> _Document segment_:

###

1

I have a (x,y) dataset, and I would like to calculate the r_value**2 for every 10 elements (so between element 0 and 9, between 1 and 10, ..., between n-10 and n).

Ideally the code should give out the r_value**2_max and save all r-values in a list. I've made a loop, but don't know how to tell stats.linregress to look between test_i and test_i+10 and save all r-values**2 in a list.

So far, I have this:

import matplotlib.pyplot as plt
from scipy import stats
import numpy as np
import csv


path = '/storage/.../01_python_in/'

test = np.loadtxt(path + 'sample_data.txt', skiprows=0)

test_min = 0
test_max = len(test)

for test_i in range(test_min, test_max-10):
    slope, intercept, r_value, p_value, std_err = stats.linregress(test[:, 0], test[:, 1])
    print 'i:', test_i, 'r**2:', r_value**2
albert
  • 8,027
  • 10
  • 48
  • 84
burazija
  • 17
  • 4
  • are you intending to do this for x-coords 1 and 2, 2 and 3, 3 and 4 etc., and then 10 and 11, 11 and 12 ... 18 and 19? – David Zemens Aug 31 '15 at 13:50
  • Looks to me like you want to do a "rolling window"? Look here: [Efficient Numpy 2D array construction from 1D array](http://stackoverflow.com/q/4923617/1730674) – askewchan Aug 31 '15 at 13:59

1 Answers1

0

The way to manually implement this is to slice the first dimension of your array from test_i to test_i + 10, like this:

linregress(test[test_i:test_i+window, 0], test[test_i:test_i+window, 1])

###

> _Written task_:
In the rolling r-squared question, rewrite the stretch from "test = np.loadtxt(path" through "0], test[:, 1])", changing "test_max" to "n_rows" wherever it occurs.

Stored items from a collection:

###

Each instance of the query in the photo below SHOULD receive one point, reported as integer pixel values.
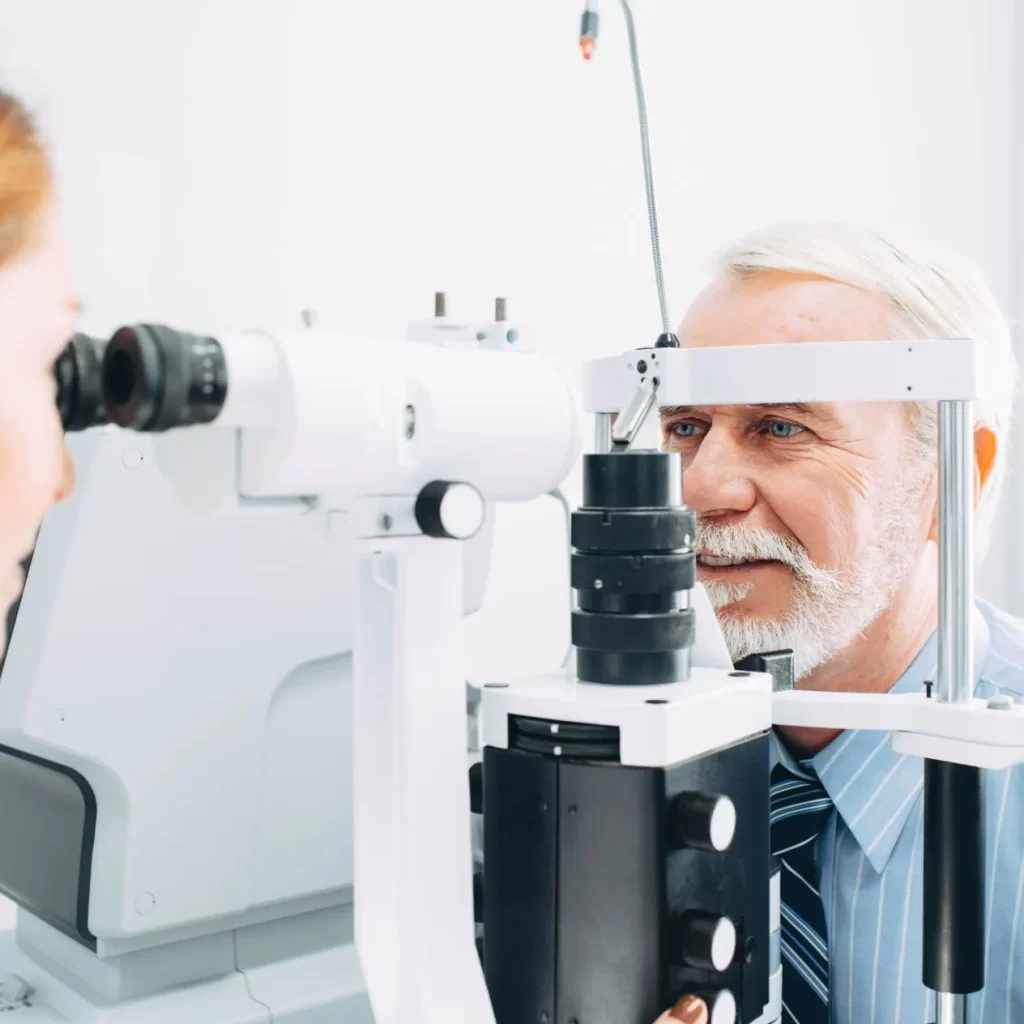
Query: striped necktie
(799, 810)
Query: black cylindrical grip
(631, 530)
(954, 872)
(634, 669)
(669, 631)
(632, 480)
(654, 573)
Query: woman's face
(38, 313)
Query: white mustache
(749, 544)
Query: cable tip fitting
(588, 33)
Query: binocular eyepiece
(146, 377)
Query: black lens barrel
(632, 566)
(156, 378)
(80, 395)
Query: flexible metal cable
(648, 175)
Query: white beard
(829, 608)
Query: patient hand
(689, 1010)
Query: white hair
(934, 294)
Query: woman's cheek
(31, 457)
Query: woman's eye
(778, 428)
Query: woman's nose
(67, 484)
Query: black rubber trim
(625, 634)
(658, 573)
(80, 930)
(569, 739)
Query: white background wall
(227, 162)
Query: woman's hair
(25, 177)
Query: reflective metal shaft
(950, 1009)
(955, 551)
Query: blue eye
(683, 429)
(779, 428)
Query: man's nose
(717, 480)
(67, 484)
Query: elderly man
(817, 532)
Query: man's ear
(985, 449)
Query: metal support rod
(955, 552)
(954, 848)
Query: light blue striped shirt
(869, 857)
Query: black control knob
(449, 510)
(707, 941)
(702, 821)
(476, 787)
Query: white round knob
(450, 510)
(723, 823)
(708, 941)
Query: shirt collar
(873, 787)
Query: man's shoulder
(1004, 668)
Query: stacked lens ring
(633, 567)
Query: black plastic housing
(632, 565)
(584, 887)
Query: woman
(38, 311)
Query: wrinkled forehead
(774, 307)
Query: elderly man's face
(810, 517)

###

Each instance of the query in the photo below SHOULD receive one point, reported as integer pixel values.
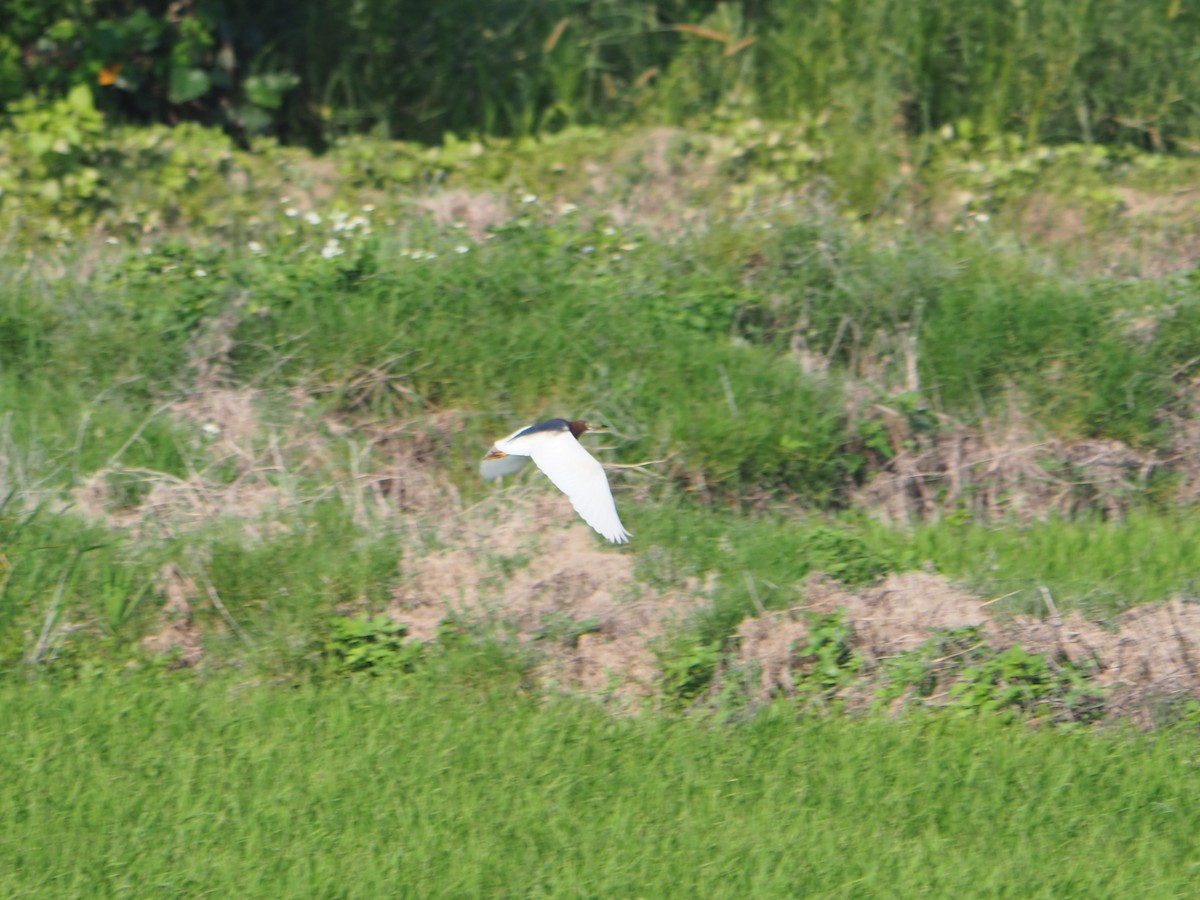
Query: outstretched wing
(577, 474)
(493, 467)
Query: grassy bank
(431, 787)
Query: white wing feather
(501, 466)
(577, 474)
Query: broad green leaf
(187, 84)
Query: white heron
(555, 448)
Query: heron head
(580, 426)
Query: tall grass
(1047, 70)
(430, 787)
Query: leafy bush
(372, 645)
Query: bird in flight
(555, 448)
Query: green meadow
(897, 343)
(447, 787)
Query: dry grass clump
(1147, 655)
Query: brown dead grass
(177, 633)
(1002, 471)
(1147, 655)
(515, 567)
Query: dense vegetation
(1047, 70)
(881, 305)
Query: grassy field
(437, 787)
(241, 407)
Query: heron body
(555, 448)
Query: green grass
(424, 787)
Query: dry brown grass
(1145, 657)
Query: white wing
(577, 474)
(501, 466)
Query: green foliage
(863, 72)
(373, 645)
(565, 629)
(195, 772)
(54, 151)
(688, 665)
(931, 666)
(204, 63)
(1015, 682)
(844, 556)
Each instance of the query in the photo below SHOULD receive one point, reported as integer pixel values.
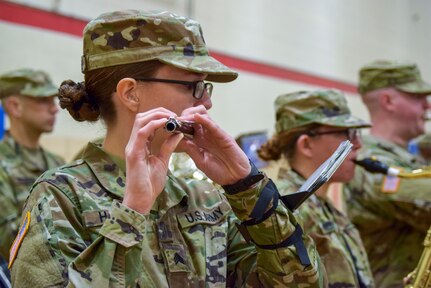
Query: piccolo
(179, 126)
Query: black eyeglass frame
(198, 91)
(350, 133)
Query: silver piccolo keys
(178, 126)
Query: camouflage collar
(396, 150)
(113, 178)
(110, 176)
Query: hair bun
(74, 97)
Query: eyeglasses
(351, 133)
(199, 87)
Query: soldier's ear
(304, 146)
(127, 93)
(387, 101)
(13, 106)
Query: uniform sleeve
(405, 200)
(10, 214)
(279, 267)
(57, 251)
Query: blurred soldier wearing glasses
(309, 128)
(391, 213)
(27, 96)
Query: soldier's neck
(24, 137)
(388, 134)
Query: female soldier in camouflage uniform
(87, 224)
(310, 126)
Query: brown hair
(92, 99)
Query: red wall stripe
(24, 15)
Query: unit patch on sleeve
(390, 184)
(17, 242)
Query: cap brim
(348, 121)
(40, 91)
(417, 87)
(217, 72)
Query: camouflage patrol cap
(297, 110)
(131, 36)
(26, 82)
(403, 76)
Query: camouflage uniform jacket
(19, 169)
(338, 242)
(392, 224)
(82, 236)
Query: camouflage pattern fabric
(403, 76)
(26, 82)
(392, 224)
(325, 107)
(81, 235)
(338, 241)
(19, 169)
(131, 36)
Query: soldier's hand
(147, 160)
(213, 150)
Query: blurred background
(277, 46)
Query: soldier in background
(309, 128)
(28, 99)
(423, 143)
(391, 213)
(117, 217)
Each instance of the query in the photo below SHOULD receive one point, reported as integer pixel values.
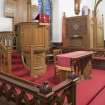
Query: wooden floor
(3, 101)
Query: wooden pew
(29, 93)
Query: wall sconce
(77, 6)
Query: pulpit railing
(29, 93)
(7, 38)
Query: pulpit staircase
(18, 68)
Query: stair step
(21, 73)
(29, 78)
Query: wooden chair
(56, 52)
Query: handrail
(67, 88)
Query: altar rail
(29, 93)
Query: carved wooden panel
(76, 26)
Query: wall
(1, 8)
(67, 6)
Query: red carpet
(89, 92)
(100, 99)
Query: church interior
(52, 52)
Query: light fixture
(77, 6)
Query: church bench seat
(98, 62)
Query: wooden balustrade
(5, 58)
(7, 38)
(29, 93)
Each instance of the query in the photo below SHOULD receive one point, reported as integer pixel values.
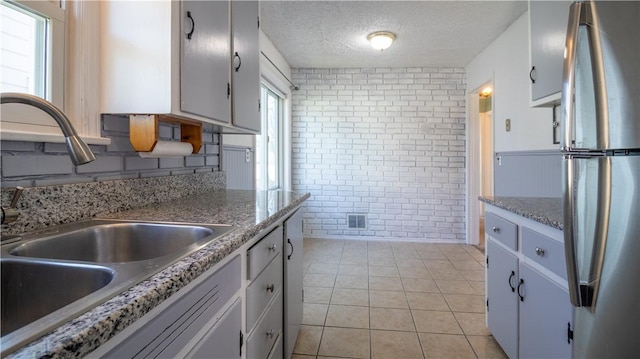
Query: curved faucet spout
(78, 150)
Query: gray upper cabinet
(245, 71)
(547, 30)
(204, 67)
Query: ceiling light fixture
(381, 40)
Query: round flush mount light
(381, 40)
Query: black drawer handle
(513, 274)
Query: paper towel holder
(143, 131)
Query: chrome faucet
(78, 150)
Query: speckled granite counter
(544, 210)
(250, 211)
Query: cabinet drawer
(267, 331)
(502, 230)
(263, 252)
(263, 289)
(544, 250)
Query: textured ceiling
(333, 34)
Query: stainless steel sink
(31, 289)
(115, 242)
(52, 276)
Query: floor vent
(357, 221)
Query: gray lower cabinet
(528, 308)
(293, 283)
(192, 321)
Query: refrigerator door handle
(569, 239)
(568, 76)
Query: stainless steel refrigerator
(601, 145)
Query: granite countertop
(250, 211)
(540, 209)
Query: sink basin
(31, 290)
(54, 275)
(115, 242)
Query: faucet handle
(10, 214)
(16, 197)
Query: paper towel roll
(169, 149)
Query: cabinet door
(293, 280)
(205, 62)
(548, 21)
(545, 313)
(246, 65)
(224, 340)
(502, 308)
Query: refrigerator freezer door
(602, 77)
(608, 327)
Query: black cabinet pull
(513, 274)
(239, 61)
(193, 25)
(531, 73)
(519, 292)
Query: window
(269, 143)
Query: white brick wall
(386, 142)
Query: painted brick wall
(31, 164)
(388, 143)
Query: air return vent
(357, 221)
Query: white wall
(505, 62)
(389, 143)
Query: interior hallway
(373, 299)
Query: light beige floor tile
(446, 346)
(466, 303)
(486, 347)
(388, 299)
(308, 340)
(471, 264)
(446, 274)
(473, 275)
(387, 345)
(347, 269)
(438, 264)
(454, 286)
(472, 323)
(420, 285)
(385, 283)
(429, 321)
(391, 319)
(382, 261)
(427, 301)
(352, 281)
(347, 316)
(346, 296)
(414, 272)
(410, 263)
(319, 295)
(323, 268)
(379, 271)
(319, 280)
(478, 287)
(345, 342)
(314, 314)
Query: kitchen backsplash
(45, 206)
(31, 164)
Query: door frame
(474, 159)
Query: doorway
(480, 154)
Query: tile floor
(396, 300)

###

> _Output for this exercise_:
test = np.loadtxt(path + 'sample_data.txt', skiprows=0)

test_min = 0
n_rows = len(test)

for test_i in range(test_min, n_rows-10):
    slope, intercept, r_value, p_value, std_err = stats.linregress(test[:, 0], test[:, 1])